**PROBLEMS**
a) In the piece about Exile On Main Street, how did the writer come to own the album?
b) List every album that the Exile On Main Street piece places in, or possibly in, the writer's Top Five Best Albums Of All Time.

--- begin PASSAGE GIVEN ---

Exile On Main Street

Because of the background noise, which necessitates turning the volume up in one’s headphones to potentially damaging levels, I tend to avoid listening to music – or indeed watching too many films – when flying, but as I was shuffling through the iTunes-style album list on my entertainment console thingy on the flight to Japan, I was tempted into the metaphorical dusting off of a timeless classic. Ever since I inherited a battered old copy from my father – on double-vinyl and in a gatefold sleeve held together with sellotape – Exile On Main Street has officially been in my Top Five Best Albums Of All Time (along with Something / Anything, Pink Moon, Blood On The Tracks and possibly Kid A, Blue or Coltrane’s Ballads, although I would need to do a bit of research to tell you for sure), and listening to it once more – for the first time ever on headphones, I think – merely served to confirm this.

From the moment the horn section comes in about halfway through Rocks Off (under no circumstances to be confused with the Primal Scream track of the same name – of which more later), you somehow know that you are in the presence of greatness, and while almost every subsequent track seems to sound roughly the same, there is barely a second over the course of around seventy minutes of music where the quality of the music drops below superlative.

It’s funny, because the Stones were often seen as a poor man’s Beatles, but despite producing probably hundreds of classic songs, I would argue that the Beatles never made an album as good as Exile. The Stones too have essentially always worked better as a singles band, but on this particular occasion, everything came together to produce – and this, I believe, is the acid test for anything that dares to call itself a ‘classic’ – something timeless, something that seemed to exist outside the era in which it was produced, and which continues to reside there, never sounding tired or dated.

--- end PASSAGE GIVEN ---
--- begin RECORD EXCERPTS ---

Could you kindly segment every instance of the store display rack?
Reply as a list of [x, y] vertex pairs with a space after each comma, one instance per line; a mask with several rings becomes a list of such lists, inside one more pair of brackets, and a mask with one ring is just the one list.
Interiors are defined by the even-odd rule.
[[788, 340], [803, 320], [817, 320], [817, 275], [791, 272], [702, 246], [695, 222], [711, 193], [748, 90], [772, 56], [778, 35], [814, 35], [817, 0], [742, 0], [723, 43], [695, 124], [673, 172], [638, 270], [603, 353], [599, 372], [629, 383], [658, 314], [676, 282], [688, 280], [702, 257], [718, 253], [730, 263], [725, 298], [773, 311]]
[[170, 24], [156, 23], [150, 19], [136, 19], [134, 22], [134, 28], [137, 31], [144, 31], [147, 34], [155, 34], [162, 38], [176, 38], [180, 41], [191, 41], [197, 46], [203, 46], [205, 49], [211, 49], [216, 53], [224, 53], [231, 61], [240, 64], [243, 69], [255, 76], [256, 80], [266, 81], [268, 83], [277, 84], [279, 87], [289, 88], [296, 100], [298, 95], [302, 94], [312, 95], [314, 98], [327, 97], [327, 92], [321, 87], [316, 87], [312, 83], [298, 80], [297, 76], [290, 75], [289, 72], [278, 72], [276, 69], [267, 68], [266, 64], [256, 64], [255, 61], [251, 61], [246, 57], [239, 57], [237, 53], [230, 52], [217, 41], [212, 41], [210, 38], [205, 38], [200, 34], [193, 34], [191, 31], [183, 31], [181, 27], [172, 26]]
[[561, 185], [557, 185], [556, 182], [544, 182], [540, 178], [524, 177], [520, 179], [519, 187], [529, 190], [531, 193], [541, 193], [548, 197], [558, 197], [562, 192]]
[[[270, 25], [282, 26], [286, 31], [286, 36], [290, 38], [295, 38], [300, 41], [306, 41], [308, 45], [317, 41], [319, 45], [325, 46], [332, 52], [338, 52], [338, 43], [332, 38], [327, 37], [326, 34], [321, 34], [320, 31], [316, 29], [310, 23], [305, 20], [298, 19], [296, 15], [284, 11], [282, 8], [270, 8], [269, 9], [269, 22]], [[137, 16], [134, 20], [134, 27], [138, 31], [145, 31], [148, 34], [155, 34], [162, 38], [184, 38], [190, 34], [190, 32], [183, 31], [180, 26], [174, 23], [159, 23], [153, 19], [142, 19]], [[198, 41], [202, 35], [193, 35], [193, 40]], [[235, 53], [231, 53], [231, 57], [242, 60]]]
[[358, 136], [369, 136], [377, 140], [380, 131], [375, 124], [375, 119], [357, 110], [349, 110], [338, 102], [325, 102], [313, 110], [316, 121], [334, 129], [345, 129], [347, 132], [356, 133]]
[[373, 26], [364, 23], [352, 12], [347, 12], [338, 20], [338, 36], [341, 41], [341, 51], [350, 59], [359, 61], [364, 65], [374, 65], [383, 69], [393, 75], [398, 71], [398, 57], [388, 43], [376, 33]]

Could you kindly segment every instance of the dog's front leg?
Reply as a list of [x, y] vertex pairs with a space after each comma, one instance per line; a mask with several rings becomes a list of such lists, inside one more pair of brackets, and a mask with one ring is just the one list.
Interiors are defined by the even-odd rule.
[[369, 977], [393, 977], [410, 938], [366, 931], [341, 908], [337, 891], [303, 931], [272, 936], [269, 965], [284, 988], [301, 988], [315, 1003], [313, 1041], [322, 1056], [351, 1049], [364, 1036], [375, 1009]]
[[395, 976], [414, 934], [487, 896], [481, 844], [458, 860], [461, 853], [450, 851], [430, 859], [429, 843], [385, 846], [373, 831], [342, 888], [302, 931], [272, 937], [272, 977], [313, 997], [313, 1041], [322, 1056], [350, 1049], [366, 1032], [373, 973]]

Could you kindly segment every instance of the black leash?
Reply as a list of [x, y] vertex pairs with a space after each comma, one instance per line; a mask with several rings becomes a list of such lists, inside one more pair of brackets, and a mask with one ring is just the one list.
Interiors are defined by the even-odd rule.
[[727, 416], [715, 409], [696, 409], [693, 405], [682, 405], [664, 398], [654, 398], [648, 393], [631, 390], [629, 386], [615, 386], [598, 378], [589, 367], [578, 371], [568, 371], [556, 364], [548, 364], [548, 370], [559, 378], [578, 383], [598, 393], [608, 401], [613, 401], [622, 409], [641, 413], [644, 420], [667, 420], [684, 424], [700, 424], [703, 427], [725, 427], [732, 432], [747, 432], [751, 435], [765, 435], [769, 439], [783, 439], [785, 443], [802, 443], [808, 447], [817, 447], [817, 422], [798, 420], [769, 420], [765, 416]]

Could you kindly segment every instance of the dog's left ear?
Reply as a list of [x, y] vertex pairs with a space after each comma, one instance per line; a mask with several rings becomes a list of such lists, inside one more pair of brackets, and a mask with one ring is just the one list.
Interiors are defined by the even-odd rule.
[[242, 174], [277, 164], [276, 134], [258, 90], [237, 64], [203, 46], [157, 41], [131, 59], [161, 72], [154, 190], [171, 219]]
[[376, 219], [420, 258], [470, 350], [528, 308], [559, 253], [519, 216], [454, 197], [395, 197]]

--- end RECORD EXCERPTS ---

**ANSWERS**
a) The writer inherited a battered old copy from their father, on double vinyl in a gatefold sleeve held together with sellotape.

b)
- Exile On Main Street
- Something / Anything
- Pink Moon
- Blood On The Tracks
- Kid A (possibly)
- Blue (possibly)
- Coltrane's Ballads (possibly)